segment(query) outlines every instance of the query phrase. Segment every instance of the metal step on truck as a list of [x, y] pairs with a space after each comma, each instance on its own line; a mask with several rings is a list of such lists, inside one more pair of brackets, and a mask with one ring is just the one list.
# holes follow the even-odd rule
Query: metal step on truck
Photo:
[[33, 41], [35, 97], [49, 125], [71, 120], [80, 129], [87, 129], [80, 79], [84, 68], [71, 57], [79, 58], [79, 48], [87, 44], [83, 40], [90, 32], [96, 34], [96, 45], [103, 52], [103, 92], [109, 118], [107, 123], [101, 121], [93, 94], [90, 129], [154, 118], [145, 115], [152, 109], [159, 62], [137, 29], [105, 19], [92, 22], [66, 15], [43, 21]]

━━━━━━━━━━

Please retype the listing above line for line, without changing a single character.

segment(query) outlines every instance of the query phrase. Segment every instance of the metal step on truck as a list of [x, y] pairs with a space after each comma, each instance on its own line; a mask with several rings is a list of such lists, inside one more pair of brackets, and a mask with one ring is just the one list.
# holes follow the even-odd rule
Query: metal step on truck
Photo:
[[33, 41], [35, 97], [49, 125], [71, 120], [80, 129], [87, 129], [80, 79], [84, 68], [71, 57], [79, 58], [79, 48], [87, 44], [83, 40], [90, 32], [96, 34], [96, 45], [103, 52], [103, 92], [109, 118], [107, 123], [101, 121], [93, 94], [90, 129], [154, 118], [145, 115], [152, 109], [159, 62], [137, 29], [105, 19], [92, 22], [66, 15], [43, 21]]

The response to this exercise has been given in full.